DATA SECTION ▸
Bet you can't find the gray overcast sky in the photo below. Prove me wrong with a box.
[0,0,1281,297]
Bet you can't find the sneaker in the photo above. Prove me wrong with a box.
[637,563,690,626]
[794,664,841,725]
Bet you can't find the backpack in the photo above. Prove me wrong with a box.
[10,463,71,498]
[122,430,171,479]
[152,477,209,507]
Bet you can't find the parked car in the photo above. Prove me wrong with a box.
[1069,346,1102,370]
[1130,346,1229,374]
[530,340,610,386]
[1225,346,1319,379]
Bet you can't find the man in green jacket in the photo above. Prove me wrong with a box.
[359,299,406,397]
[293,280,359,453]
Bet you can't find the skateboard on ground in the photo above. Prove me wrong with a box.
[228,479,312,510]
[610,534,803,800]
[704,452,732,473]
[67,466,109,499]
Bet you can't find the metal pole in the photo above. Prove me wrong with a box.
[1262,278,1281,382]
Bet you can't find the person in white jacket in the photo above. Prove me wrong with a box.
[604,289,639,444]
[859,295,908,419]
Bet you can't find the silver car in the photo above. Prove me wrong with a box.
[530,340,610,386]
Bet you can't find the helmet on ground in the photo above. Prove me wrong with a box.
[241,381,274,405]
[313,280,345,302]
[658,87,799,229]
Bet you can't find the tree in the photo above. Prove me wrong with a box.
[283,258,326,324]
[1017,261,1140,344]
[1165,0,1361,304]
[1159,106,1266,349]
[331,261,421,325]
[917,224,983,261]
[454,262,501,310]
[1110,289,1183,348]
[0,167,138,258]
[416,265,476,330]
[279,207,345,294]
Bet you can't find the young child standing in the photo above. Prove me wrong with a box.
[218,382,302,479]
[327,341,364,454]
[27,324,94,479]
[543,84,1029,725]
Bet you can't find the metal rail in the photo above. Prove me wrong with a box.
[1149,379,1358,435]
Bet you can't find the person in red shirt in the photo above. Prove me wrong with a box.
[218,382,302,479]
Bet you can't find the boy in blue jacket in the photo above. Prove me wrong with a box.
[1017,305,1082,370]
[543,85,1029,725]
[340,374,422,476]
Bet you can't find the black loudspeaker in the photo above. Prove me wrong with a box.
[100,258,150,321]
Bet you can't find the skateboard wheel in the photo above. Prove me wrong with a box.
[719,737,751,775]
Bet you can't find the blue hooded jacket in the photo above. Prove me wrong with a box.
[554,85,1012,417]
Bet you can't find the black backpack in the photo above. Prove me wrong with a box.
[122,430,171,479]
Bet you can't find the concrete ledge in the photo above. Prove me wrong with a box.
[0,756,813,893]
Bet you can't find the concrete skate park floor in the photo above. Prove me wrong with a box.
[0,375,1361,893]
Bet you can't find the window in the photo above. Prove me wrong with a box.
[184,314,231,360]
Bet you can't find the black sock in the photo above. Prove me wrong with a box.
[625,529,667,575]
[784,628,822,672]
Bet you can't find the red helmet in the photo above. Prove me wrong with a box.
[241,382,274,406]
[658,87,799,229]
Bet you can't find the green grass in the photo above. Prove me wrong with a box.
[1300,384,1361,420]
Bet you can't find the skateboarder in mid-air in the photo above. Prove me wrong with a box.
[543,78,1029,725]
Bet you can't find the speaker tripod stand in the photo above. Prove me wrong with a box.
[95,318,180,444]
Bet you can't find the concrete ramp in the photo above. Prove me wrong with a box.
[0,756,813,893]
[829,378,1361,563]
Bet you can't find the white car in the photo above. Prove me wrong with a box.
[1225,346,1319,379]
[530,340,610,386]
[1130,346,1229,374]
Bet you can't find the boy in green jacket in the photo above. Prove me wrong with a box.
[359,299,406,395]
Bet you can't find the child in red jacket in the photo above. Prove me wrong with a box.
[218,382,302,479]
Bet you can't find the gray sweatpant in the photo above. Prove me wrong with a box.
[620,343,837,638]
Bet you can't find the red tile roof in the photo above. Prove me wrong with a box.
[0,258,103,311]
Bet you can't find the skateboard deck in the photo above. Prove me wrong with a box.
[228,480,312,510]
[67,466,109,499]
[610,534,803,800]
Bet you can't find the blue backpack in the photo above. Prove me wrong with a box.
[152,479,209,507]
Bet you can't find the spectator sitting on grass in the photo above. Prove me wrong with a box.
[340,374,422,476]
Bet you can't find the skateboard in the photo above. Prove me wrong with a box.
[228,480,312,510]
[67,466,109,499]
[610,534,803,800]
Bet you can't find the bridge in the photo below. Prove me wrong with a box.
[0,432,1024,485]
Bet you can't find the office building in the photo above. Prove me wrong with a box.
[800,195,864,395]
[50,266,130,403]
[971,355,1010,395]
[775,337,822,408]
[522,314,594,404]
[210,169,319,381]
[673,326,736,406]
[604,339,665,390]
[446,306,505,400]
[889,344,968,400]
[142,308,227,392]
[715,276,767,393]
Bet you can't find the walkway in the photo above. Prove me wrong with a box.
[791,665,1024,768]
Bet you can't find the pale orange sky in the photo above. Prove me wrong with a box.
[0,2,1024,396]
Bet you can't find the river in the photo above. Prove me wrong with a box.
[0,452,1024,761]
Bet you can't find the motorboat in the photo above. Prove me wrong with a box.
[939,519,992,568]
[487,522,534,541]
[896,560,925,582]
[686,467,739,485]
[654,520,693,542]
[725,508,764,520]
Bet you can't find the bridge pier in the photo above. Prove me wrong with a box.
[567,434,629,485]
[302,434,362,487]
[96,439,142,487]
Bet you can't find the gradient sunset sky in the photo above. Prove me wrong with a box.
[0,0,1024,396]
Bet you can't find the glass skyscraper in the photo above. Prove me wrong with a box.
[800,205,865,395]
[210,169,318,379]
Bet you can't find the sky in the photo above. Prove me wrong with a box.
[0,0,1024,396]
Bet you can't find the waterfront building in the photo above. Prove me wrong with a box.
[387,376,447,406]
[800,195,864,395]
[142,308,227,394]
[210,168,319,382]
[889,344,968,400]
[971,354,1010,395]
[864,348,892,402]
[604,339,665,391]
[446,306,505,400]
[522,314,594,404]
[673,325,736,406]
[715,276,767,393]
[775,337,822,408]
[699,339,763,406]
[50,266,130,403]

GIVEN INSTRUCTION ▸
Rewrite all the records above, putting "Show me I'm wrong" wherever "Prove me wrong" appears and leaving everything else the same.

FINAL RESULT ▸
Bet you can't find the gray overcast sky in the photo below. Show me I'm wrong with a box.
[0,0,1281,297]
Bet you can't find the sneaker in the photo above. Show me I'm wrong with a box.
[637,563,690,626]
[794,664,841,725]
Bet you can't find the backpack in the photo above. Show me I'm wrong with a box.
[10,463,71,498]
[122,430,171,479]
[152,477,209,507]
Bet you can't find the parked car in the photo above. Show me I'm wrong with a box.
[1069,346,1102,370]
[1130,346,1229,374]
[530,340,610,386]
[1225,346,1319,379]
Bet you can't find the man in green jacket in the photo above. Show me I'm wrong with a box.
[359,299,406,397]
[293,280,359,453]
Bet you can't find the skateboard on ground in the photo above. Show me I'm wrong with a box.
[228,479,312,510]
[610,534,803,800]
[704,452,732,473]
[67,466,109,499]
Bet you can't find the metal pole in the photo above. Show me I'm wrong with a box.
[1262,278,1281,382]
Bet you can't find the person in white jacket in the photo above. Show me I'm wrong with a box.
[604,289,639,444]
[859,295,908,419]
Bet you can't find the silver car in the photo above. Show me I'm wrong with a box.
[530,340,610,386]
Bet you can't find the helmet on ground in the photo above. Show me I'm wrong with a box.
[241,381,274,405]
[313,280,345,302]
[658,87,799,229]
Bet you can't find the tree in the photo above. Show me I'm wrong with a box.
[283,258,326,324]
[1017,261,1140,344]
[1165,0,1361,304]
[1159,106,1266,349]
[331,261,421,325]
[917,224,983,261]
[454,262,501,310]
[1110,289,1183,348]
[0,167,138,258]
[416,265,476,330]
[279,207,345,294]
Bet you can't find the young child standing in the photo above. Show me I'm wrong with a box.
[218,382,302,479]
[327,341,364,454]
[27,324,94,479]
[543,84,1029,725]
Bet you can't find the metal rail in the photo above. Show me I'm wrong with a box.
[1149,379,1358,435]
Bet you can't find the person in red shirt in the photo above. Show me I'm wrong with a box.
[218,382,302,479]
Bet you can't find the boy in blue jacket in the photo above. Show me I'm wrong with a box.
[1017,305,1082,370]
[543,85,1029,725]
[340,374,422,476]
Bet you can't find the black loudspeaker in the photo above. Show me I'm wrong with a box.
[100,258,150,321]
Bet you can't find the skateboard wheel in the photo above. Show me I'm wrong with a box.
[719,737,751,775]
Bet you can't find the blue hooded jacket in the photo above. Show me I'm wrong with a box.
[554,85,1012,417]
Bet you can't find the black backpack in the photo above. Show me I'm wrong with a box.
[122,430,171,479]
Bet you can't find the concrete ledge in the photo above. Show me I'm wrong with a box.
[0,756,813,893]
Bet you can't find the concrete skate park floor in the photo above. Show me I'm wrong with a box.
[0,375,1361,893]
Bet you can't find the window in the photo above. Show me I'm wrong with a box.
[184,314,231,360]
Bet you can't find the black sock in the photo above. Show me I'm wrong with a box.
[625,529,667,575]
[784,628,822,672]
Bet you can't find the red helmet in the photo above. Show me I'm wrong with a box.
[241,382,274,406]
[658,87,799,229]
Bet you can't find the green grass in the photo above. Show me I'm wrong with a box.
[1300,384,1361,420]
Bet you can't find the skateboarder in mid-air in the photo above. Show me I'm wrong with a box.
[543,78,1029,725]
Bet you can't find the speaker tripod stand in the photo above. Show me I'm wrong with a box.
[95,318,180,444]
Bet you can't find the concrete ramp in the photo above. Show me I'm wrong with a box.
[0,756,813,893]
[829,378,1361,563]
Bet you can't find the white car in the photo above. Show me I'm wrong with a box.
[1225,346,1319,379]
[530,340,610,386]
[1130,346,1229,374]
Bet you can't find the boy in green jacket in the photo above. Show me I'm wrong with a box.
[359,299,406,395]
Bet you can't find the child in red jacket in the photo above. Show me I'm wrong with a box.
[218,382,302,479]
Bet you can't find the gray sweatpant in the photo above. Show me I'm wrong with a box.
[620,343,837,638]
Bet you can't find the red tile roof in the photo above. Show me I'm wrong with a box.
[0,258,103,311]
Bet you can't find the skateboard deck in the photo above. Show me I'm wrong with a box.
[228,480,312,510]
[67,466,109,499]
[610,534,803,800]
Bet you can't find the blue backpack in the photo above. Show me I'm wrong with a box.
[152,479,209,507]
Bet you can't find the spectator sitting on grass in the photo above. Show me I'm wrong with a box.
[340,374,422,476]
Bet you can't find the skateboard in the photo above. Show me I'm wrong with a box.
[228,480,312,510]
[67,466,109,499]
[610,534,803,800]
Bet you can't find the bridge in the photo below. Show me I'm wrong with a box.
[0,432,1024,485]
Bet you can't find the office building in the photo above. Show me I'm wrong with a box.
[800,195,864,395]
[50,266,130,403]
[971,355,1010,395]
[775,337,822,408]
[522,314,594,404]
[210,169,319,381]
[673,326,736,406]
[604,339,665,390]
[446,306,505,400]
[889,344,968,400]
[142,308,227,392]
[715,276,767,393]
Bet you can't find the walkway in the photo above. Show me I'm wrong with a box.
[791,665,1024,768]
Bet you can't find the pale orange sky in the photo above. Show me I'm wrong with a box.
[0,2,1024,396]
Bet you can't find the river in the photo above. Show me I'm wrong with a box.
[0,452,1024,761]
Bet you can't find the motorboat in the photo above. Show me I'm wrong with a box.
[939,519,992,568]
[487,522,534,541]
[896,560,925,582]
[686,467,739,485]
[654,520,693,542]
[725,508,764,520]
Bet you can't find the bridge pier in the photo above. Show me I'm wrong with a box.
[567,434,629,485]
[302,434,362,487]
[96,439,142,487]
Bet you can't find the gradient sunset sky in the photo above. Show me I'm wrong with a box.
[0,0,1024,396]
Bet you can't find the glass skyscraper in the photo above. Show me I'm wrong with a box.
[800,205,865,395]
[210,169,318,379]
Bet you can't find the sky in the photo above. Show me I'm wrong with a box.
[0,0,1024,396]
Bet you can't find the waterfront building in the photo above. Show me I'm wrong with a box.
[387,376,447,406]
[800,195,864,395]
[142,308,227,394]
[210,168,319,382]
[889,344,968,400]
[971,354,1010,395]
[864,348,892,402]
[604,339,665,391]
[446,306,505,400]
[522,314,594,404]
[673,325,736,406]
[715,276,767,393]
[775,337,822,408]
[699,339,763,406]
[50,266,130,403]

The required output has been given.